Can you rewrite the data below so that "simplified polygon" becomes "reduced polygon" wherever it occurs, with nothing else altered?

• Items from a dataset:
□ □ □

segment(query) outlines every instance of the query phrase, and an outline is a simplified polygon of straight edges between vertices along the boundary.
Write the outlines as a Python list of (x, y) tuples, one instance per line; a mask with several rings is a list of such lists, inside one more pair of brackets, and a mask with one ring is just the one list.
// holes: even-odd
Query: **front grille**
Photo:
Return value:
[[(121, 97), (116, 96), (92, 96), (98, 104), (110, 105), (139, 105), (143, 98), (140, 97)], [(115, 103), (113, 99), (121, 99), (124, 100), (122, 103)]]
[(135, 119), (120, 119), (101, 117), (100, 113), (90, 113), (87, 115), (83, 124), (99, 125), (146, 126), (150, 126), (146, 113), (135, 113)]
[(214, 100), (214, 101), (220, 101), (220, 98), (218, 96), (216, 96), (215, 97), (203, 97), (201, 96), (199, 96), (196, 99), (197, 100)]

□ □ □

• Solution to this task:
segment(query) outlines every instance of the query phrase, and an outline is a reduced polygon of straight edges between vertices along the boundary.
Write the outlines as a Python list of (x, y) tuples, one instance per line; a mask with several rings is a list of such lists, inside one more pair of brackets, and a mask with one ring is just the one list.
// holes: even-odd
Query: **front grille**
Photo:
Return value:
[[(121, 97), (116, 96), (92, 96), (98, 104), (110, 105), (139, 105), (143, 98), (140, 97)], [(115, 103), (113, 99), (121, 99), (124, 100), (122, 103)]]
[(135, 119), (120, 119), (101, 117), (100, 113), (90, 113), (87, 115), (83, 124), (99, 125), (146, 126), (150, 126), (146, 113), (135, 113)]
[(214, 100), (214, 101), (220, 101), (220, 98), (218, 96), (216, 96), (215, 97), (203, 97), (201, 96), (199, 96), (196, 99), (197, 100)]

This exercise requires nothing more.